Exercise description » Update everything from the line containing "the grey sneaker" down to the line containing "[(608, 421)]" by changing "tuples" to "pairs", and give those lines back with nothing else altered.

# # #

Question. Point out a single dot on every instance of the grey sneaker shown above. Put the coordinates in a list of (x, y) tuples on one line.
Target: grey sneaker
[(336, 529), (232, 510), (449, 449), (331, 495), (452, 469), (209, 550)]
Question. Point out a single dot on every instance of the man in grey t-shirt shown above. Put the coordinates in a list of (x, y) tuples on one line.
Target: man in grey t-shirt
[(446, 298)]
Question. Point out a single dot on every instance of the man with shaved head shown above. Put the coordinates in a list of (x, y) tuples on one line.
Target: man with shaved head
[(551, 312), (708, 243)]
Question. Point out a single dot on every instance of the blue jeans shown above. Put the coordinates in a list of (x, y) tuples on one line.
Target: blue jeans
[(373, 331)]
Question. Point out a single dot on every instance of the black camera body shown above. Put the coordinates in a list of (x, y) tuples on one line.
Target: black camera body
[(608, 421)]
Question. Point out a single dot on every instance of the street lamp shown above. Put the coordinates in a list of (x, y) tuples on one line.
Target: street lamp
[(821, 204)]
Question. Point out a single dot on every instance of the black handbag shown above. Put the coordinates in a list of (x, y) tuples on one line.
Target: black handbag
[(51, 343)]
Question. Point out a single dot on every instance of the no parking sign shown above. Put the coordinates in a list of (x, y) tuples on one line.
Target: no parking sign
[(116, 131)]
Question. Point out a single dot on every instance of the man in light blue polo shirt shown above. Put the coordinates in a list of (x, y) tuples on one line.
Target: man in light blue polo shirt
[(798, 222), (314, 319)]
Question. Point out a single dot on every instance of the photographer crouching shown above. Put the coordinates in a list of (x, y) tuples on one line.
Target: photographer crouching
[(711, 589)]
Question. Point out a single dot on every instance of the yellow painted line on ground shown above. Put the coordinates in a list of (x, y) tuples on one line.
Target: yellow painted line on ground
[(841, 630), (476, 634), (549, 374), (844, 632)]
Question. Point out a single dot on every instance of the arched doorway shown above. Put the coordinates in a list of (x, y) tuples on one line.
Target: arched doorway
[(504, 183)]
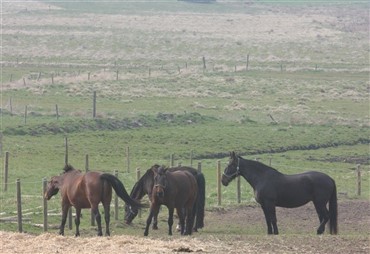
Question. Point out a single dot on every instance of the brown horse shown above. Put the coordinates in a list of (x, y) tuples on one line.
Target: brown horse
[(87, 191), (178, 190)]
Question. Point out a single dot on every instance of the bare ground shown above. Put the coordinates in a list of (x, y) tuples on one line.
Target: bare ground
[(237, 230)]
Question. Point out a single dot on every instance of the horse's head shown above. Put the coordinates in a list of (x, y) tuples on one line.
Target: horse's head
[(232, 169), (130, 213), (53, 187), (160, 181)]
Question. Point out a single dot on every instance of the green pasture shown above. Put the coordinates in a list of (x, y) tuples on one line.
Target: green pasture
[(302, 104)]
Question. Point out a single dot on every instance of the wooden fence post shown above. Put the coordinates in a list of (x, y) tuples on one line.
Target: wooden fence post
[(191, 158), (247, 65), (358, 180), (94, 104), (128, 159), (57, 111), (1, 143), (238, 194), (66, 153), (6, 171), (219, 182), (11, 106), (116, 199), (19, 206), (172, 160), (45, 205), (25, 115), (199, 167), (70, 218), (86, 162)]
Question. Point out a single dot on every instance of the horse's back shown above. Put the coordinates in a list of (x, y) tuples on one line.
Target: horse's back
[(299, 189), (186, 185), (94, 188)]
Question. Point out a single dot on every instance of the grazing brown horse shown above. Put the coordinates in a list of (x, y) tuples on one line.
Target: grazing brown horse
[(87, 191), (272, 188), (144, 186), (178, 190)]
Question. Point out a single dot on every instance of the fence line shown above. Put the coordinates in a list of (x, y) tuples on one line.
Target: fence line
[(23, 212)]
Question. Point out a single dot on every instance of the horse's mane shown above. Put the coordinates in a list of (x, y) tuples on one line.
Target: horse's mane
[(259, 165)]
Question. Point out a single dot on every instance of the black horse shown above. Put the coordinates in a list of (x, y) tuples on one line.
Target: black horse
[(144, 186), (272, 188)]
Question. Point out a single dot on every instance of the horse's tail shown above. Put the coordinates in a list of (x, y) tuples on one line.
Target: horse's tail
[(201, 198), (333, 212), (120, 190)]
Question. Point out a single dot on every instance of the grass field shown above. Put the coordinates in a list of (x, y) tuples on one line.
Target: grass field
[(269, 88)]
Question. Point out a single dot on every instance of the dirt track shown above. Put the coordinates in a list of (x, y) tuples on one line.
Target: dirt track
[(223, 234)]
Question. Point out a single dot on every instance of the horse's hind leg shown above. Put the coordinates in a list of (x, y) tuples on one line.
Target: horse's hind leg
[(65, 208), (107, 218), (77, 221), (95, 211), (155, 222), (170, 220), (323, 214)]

# # #

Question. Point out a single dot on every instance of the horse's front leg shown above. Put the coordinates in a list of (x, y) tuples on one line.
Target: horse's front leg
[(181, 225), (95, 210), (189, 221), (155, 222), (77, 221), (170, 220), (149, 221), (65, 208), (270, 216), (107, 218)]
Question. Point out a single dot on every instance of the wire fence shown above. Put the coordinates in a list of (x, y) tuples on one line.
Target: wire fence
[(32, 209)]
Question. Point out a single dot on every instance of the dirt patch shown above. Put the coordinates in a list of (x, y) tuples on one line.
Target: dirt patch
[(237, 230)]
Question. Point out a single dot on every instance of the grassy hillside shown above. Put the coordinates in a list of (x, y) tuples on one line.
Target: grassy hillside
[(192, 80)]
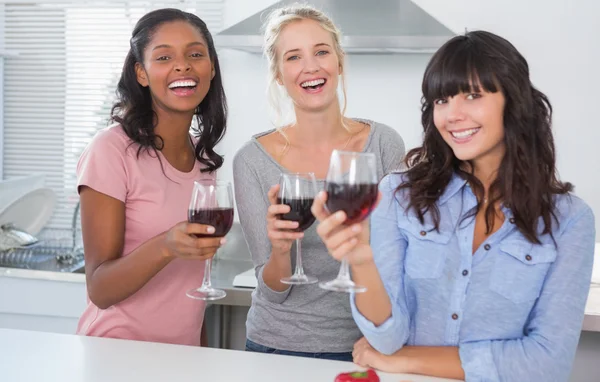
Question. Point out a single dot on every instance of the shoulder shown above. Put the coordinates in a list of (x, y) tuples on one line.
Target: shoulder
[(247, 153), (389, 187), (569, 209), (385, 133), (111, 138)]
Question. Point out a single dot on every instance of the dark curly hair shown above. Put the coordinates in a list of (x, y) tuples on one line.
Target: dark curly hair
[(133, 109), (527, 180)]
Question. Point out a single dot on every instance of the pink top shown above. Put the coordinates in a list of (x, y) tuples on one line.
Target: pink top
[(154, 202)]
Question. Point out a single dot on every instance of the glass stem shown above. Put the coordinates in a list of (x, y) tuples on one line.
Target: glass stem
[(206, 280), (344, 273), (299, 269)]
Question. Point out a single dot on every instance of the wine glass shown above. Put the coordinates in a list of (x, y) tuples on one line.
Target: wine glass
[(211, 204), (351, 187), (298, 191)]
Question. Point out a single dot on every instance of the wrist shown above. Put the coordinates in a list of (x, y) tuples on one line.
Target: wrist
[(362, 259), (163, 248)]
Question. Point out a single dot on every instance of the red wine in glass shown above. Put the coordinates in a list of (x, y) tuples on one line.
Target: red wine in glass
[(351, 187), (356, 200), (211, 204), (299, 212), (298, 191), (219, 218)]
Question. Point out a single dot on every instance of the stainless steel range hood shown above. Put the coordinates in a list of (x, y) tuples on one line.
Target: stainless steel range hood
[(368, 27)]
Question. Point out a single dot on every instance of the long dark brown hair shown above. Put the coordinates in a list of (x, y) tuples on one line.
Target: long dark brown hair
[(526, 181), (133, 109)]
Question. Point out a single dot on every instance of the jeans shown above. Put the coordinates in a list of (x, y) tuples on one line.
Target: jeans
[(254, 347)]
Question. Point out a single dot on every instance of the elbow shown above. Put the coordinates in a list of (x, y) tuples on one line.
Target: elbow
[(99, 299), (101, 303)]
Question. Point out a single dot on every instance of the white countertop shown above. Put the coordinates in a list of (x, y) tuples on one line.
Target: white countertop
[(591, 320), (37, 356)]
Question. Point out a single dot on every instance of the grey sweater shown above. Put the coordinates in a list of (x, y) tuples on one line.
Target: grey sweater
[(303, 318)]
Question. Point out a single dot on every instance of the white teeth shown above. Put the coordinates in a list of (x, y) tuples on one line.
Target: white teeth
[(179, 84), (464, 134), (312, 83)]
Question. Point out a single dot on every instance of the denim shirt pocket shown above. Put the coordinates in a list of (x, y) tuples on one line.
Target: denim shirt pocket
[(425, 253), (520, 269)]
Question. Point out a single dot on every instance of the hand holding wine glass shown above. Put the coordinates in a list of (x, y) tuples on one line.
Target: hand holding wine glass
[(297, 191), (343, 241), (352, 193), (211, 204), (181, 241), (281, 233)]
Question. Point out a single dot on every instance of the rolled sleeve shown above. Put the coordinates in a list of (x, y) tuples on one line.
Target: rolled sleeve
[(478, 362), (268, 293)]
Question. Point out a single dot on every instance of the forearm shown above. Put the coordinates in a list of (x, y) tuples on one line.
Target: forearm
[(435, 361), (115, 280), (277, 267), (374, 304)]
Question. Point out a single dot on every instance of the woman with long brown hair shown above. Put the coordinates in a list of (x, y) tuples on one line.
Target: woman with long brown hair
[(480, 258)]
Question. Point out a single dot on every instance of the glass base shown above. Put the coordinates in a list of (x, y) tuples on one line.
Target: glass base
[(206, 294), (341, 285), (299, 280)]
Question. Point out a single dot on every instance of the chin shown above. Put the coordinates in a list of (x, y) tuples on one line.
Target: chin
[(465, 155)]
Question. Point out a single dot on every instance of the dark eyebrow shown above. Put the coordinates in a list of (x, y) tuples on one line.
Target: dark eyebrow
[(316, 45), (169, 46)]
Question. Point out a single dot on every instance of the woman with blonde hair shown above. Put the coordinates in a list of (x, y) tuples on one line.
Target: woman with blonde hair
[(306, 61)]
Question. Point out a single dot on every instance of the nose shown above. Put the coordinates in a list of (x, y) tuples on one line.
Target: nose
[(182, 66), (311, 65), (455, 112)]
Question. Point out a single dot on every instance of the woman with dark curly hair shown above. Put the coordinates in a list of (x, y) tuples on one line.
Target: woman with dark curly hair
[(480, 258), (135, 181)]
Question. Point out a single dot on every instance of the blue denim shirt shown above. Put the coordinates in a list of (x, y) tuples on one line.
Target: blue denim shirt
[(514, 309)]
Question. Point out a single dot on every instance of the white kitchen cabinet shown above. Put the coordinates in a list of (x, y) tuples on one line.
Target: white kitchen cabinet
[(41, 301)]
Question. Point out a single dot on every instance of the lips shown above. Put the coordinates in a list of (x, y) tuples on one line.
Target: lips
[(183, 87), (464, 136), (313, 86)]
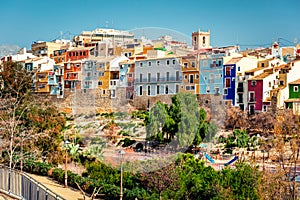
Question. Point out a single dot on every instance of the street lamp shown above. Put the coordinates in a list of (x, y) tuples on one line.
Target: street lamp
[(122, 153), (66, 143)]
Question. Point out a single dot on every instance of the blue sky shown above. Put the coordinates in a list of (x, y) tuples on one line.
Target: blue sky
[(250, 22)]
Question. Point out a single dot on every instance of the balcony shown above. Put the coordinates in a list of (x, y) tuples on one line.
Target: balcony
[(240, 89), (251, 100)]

# # #

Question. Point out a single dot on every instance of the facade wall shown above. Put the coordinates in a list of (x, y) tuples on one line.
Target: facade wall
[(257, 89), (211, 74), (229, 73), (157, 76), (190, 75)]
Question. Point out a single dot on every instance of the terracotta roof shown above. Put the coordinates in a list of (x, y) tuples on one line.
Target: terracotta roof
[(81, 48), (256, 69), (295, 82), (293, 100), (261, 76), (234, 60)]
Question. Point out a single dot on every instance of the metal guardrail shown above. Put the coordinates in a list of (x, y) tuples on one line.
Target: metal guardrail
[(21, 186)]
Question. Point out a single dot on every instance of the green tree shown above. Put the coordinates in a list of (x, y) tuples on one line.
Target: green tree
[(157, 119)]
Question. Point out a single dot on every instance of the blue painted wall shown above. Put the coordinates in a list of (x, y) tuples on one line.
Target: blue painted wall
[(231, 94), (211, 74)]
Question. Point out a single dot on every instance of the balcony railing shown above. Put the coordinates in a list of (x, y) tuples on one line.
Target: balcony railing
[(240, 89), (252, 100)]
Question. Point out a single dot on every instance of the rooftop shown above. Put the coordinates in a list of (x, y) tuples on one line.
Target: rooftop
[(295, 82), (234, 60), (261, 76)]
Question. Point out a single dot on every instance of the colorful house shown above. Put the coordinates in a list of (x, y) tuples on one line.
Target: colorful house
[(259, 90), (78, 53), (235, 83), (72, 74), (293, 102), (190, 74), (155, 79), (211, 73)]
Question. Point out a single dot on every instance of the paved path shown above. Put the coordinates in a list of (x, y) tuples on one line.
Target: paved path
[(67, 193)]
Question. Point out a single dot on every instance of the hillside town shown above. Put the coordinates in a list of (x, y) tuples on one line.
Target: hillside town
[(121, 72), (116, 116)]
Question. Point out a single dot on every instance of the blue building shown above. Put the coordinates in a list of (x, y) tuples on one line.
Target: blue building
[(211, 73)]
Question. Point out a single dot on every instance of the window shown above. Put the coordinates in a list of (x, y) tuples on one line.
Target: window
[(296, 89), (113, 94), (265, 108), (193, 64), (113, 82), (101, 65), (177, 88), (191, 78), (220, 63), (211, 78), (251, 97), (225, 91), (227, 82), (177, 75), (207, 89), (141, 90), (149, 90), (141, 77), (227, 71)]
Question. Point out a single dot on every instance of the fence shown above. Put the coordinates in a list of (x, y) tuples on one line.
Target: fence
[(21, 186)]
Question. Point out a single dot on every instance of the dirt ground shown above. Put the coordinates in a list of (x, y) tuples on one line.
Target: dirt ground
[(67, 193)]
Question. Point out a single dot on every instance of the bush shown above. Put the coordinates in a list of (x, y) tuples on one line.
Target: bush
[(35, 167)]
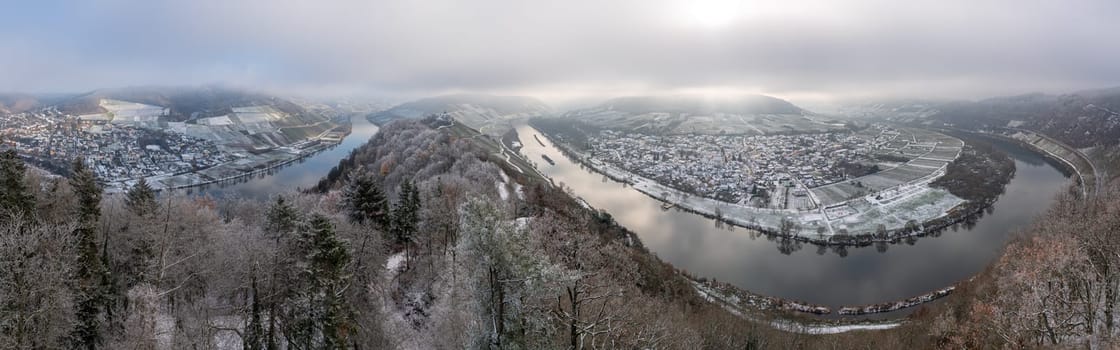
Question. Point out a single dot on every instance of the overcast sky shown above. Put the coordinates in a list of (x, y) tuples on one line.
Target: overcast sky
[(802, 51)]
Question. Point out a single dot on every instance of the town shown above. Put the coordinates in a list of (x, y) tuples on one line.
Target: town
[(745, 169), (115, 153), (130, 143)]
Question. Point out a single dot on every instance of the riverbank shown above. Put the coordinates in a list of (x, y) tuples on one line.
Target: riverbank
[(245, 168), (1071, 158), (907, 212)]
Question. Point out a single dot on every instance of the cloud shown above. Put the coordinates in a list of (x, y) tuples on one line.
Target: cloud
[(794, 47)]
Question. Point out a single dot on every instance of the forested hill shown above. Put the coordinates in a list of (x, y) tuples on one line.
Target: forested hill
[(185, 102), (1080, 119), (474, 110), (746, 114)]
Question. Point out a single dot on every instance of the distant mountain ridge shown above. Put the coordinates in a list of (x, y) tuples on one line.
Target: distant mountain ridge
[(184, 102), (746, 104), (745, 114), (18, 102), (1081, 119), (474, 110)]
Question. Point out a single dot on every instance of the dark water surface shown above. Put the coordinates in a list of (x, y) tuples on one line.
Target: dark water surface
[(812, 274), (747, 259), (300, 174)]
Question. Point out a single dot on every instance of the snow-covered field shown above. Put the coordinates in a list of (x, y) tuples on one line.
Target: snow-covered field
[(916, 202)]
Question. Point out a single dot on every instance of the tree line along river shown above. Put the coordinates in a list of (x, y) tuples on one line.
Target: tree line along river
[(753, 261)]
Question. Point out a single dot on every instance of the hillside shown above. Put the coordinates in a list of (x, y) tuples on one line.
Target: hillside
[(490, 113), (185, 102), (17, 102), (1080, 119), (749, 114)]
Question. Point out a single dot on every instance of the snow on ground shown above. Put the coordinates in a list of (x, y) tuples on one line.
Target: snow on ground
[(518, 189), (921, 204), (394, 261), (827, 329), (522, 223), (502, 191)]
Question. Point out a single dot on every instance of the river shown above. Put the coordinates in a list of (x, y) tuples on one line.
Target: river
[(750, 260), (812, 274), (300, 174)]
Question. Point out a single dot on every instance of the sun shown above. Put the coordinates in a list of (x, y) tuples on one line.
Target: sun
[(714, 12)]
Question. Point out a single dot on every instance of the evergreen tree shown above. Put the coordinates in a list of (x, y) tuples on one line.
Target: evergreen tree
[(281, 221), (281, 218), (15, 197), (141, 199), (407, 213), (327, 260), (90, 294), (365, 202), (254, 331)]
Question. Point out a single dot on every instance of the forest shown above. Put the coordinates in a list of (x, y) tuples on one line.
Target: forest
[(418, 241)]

# # #

Response to this task »
Question. Point out a single dot on every instance of the grey sneaker shown above. Put the coordinates in a list of (x, y) pairs on one line.
Target: grey sneaker
[(336, 529), (232, 510), (449, 449), (331, 495), (452, 469), (209, 550)]
Question. Point out a single dot on every instance of the man in grey t-shirt shown above. Put the coordinates in a list of (x, y) pairs on one line.
Target: man in grey t-shirt
[(446, 298)]
Question. Point out a single dot on every instance of the man with shaved head shown above. Put the coordinates in a list of (x, y) pairs on one line.
Target: man with shaved head
[(551, 312), (708, 243)]
Question. Point out a single dot on every instance of the blue jeans shown above. Put the coordinates in a list of (x, y) pairs on one line.
Target: blue jeans
[(373, 331)]
Question. Point out a single dot on every instance of the black camera body shown above. Put the coordinates in a list of (x, y) pairs on one line.
Target: black camera body
[(608, 421)]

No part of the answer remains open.